WHAT YOU NEED TO DO: What follows are records. Restate all of them word for word.

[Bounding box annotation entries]
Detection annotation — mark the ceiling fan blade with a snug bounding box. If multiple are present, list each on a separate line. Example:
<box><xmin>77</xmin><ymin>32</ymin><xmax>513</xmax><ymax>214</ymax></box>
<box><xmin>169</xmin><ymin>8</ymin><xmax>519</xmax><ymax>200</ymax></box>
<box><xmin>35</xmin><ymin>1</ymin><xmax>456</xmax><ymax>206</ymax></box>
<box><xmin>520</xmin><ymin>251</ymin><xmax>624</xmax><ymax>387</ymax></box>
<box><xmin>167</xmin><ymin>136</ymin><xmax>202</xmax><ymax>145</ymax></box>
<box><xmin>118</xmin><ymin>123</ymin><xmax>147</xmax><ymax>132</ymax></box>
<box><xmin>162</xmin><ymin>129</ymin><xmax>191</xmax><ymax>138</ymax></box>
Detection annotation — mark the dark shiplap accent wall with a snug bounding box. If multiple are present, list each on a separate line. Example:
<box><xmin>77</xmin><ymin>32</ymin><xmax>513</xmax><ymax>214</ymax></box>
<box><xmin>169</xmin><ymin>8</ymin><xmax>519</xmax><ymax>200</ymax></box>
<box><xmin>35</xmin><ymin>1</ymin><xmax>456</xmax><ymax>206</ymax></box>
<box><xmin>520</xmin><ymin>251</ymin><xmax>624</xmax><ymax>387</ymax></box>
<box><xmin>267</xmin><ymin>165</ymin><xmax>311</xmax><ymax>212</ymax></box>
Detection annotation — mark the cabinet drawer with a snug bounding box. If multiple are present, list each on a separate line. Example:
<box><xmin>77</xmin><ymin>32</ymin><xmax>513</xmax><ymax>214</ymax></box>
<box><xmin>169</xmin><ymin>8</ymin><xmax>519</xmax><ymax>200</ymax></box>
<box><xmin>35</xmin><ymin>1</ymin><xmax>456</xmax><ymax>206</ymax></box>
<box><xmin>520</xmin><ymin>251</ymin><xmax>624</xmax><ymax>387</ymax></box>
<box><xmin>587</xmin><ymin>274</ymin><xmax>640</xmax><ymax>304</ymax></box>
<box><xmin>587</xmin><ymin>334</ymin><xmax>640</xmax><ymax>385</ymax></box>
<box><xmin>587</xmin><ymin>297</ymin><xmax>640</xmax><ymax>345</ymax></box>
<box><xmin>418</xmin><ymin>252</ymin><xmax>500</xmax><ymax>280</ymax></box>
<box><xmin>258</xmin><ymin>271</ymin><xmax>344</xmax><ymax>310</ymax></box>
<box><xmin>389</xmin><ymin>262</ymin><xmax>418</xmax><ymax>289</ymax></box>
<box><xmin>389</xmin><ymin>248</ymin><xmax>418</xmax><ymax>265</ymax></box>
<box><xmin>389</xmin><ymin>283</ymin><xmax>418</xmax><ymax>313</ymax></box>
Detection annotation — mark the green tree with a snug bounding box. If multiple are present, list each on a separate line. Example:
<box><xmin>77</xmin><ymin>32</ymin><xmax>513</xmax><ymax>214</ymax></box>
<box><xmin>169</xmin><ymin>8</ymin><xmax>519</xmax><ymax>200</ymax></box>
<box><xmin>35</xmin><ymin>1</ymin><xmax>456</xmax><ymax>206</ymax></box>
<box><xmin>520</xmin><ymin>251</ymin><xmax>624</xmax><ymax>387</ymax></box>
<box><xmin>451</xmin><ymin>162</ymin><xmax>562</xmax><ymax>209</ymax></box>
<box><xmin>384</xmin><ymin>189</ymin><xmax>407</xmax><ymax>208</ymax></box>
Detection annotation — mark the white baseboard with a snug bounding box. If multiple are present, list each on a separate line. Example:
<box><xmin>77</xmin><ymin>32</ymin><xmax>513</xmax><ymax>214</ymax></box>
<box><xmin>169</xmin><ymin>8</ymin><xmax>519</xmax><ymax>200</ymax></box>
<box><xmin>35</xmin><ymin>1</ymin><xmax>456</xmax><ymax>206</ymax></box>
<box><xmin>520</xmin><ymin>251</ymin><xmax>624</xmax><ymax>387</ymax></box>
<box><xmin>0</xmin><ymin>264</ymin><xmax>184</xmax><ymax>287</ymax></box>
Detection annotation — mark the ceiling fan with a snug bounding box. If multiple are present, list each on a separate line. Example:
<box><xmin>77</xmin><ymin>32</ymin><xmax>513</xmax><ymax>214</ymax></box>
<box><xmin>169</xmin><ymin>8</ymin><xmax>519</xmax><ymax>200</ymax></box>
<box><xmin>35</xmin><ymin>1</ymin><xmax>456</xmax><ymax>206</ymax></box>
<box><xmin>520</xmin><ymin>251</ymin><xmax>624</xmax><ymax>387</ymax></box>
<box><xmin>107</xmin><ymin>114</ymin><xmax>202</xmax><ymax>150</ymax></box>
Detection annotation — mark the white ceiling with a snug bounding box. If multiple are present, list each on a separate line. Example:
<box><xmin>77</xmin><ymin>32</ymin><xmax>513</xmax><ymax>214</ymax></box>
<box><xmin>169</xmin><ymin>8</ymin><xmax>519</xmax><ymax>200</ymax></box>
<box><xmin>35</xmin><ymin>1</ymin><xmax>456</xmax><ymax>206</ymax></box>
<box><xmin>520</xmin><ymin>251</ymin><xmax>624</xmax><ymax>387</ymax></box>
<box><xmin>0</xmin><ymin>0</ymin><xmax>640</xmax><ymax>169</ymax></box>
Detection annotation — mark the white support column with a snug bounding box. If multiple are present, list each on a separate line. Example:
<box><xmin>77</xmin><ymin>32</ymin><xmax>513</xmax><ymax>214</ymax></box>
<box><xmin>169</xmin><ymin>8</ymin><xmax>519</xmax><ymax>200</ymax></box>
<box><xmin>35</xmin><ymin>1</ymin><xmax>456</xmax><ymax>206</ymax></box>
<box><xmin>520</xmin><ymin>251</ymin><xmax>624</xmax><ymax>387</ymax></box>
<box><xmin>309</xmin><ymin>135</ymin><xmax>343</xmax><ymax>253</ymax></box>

REPLY TO THE TASK:
Detection annotation — mark the ceiling fan blade with a snug bounding box. If multiple are present, list each on a separate line. Example:
<box><xmin>77</xmin><ymin>32</ymin><xmax>513</xmax><ymax>214</ymax></box>
<box><xmin>169</xmin><ymin>8</ymin><xmax>519</xmax><ymax>200</ymax></box>
<box><xmin>35</xmin><ymin>1</ymin><xmax>456</xmax><ymax>206</ymax></box>
<box><xmin>520</xmin><ymin>251</ymin><xmax>624</xmax><ymax>387</ymax></box>
<box><xmin>167</xmin><ymin>136</ymin><xmax>202</xmax><ymax>145</ymax></box>
<box><xmin>118</xmin><ymin>123</ymin><xmax>147</xmax><ymax>132</ymax></box>
<box><xmin>162</xmin><ymin>129</ymin><xmax>191</xmax><ymax>138</ymax></box>
Detection annotation — mark the dark shiplap accent wall with a snug bounding box. If multiple are present, list each on a separate line. Example:
<box><xmin>77</xmin><ymin>32</ymin><xmax>513</xmax><ymax>214</ymax></box>
<box><xmin>169</xmin><ymin>8</ymin><xmax>519</xmax><ymax>200</ymax></box>
<box><xmin>35</xmin><ymin>1</ymin><xmax>456</xmax><ymax>206</ymax></box>
<box><xmin>520</xmin><ymin>251</ymin><xmax>624</xmax><ymax>387</ymax></box>
<box><xmin>267</xmin><ymin>165</ymin><xmax>311</xmax><ymax>212</ymax></box>
Detection annotation — mark the cabinet drawer with a snug bounding box. If multiple are present, list each on a separate line. Example:
<box><xmin>77</xmin><ymin>32</ymin><xmax>513</xmax><ymax>214</ymax></box>
<box><xmin>169</xmin><ymin>8</ymin><xmax>519</xmax><ymax>200</ymax></box>
<box><xmin>35</xmin><ymin>1</ymin><xmax>456</xmax><ymax>206</ymax></box>
<box><xmin>520</xmin><ymin>251</ymin><xmax>624</xmax><ymax>387</ymax></box>
<box><xmin>587</xmin><ymin>274</ymin><xmax>640</xmax><ymax>304</ymax></box>
<box><xmin>587</xmin><ymin>334</ymin><xmax>640</xmax><ymax>385</ymax></box>
<box><xmin>587</xmin><ymin>297</ymin><xmax>640</xmax><ymax>345</ymax></box>
<box><xmin>418</xmin><ymin>252</ymin><xmax>500</xmax><ymax>280</ymax></box>
<box><xmin>258</xmin><ymin>271</ymin><xmax>344</xmax><ymax>310</ymax></box>
<box><xmin>389</xmin><ymin>262</ymin><xmax>418</xmax><ymax>289</ymax></box>
<box><xmin>389</xmin><ymin>248</ymin><xmax>418</xmax><ymax>265</ymax></box>
<box><xmin>389</xmin><ymin>283</ymin><xmax>418</xmax><ymax>313</ymax></box>
Detection annotation — mark the green tree with a snug bounding box. If multiple are present, list each on a separate line. Example:
<box><xmin>77</xmin><ymin>32</ymin><xmax>513</xmax><ymax>214</ymax></box>
<box><xmin>169</xmin><ymin>8</ymin><xmax>519</xmax><ymax>200</ymax></box>
<box><xmin>35</xmin><ymin>1</ymin><xmax>456</xmax><ymax>206</ymax></box>
<box><xmin>520</xmin><ymin>251</ymin><xmax>624</xmax><ymax>387</ymax></box>
<box><xmin>451</xmin><ymin>162</ymin><xmax>562</xmax><ymax>209</ymax></box>
<box><xmin>384</xmin><ymin>189</ymin><xmax>407</xmax><ymax>208</ymax></box>
Detection annotation — mark the white baseboard with a snug bounding box. If multiple are present, list each on a separate line. Example:
<box><xmin>77</xmin><ymin>32</ymin><xmax>513</xmax><ymax>214</ymax></box>
<box><xmin>169</xmin><ymin>8</ymin><xmax>519</xmax><ymax>200</ymax></box>
<box><xmin>35</xmin><ymin>1</ymin><xmax>456</xmax><ymax>206</ymax></box>
<box><xmin>520</xmin><ymin>251</ymin><xmax>624</xmax><ymax>387</ymax></box>
<box><xmin>0</xmin><ymin>264</ymin><xmax>184</xmax><ymax>287</ymax></box>
Detection annotation — mark the ceiling fan with a snug bounding box. If multiple are present, list each on a separate line. Example:
<box><xmin>77</xmin><ymin>32</ymin><xmax>513</xmax><ymax>214</ymax></box>
<box><xmin>169</xmin><ymin>8</ymin><xmax>519</xmax><ymax>200</ymax></box>
<box><xmin>35</xmin><ymin>1</ymin><xmax>456</xmax><ymax>206</ymax></box>
<box><xmin>520</xmin><ymin>251</ymin><xmax>624</xmax><ymax>387</ymax></box>
<box><xmin>107</xmin><ymin>114</ymin><xmax>202</xmax><ymax>150</ymax></box>
Detection annotation — mark the white ceiling with a snug bounding box. If multiple are present, list each on a separate line. Example:
<box><xmin>77</xmin><ymin>32</ymin><xmax>513</xmax><ymax>214</ymax></box>
<box><xmin>169</xmin><ymin>8</ymin><xmax>519</xmax><ymax>200</ymax></box>
<box><xmin>35</xmin><ymin>1</ymin><xmax>456</xmax><ymax>206</ymax></box>
<box><xmin>520</xmin><ymin>251</ymin><xmax>624</xmax><ymax>387</ymax></box>
<box><xmin>0</xmin><ymin>0</ymin><xmax>640</xmax><ymax>169</ymax></box>
Detection annotation — mark the white support column with a snug bounding box. If multiple are present, list each on a separate line. Example:
<box><xmin>77</xmin><ymin>32</ymin><xmax>513</xmax><ymax>214</ymax></box>
<box><xmin>169</xmin><ymin>8</ymin><xmax>519</xmax><ymax>200</ymax></box>
<box><xmin>35</xmin><ymin>1</ymin><xmax>456</xmax><ymax>206</ymax></box>
<box><xmin>520</xmin><ymin>251</ymin><xmax>624</xmax><ymax>387</ymax></box>
<box><xmin>309</xmin><ymin>135</ymin><xmax>343</xmax><ymax>253</ymax></box>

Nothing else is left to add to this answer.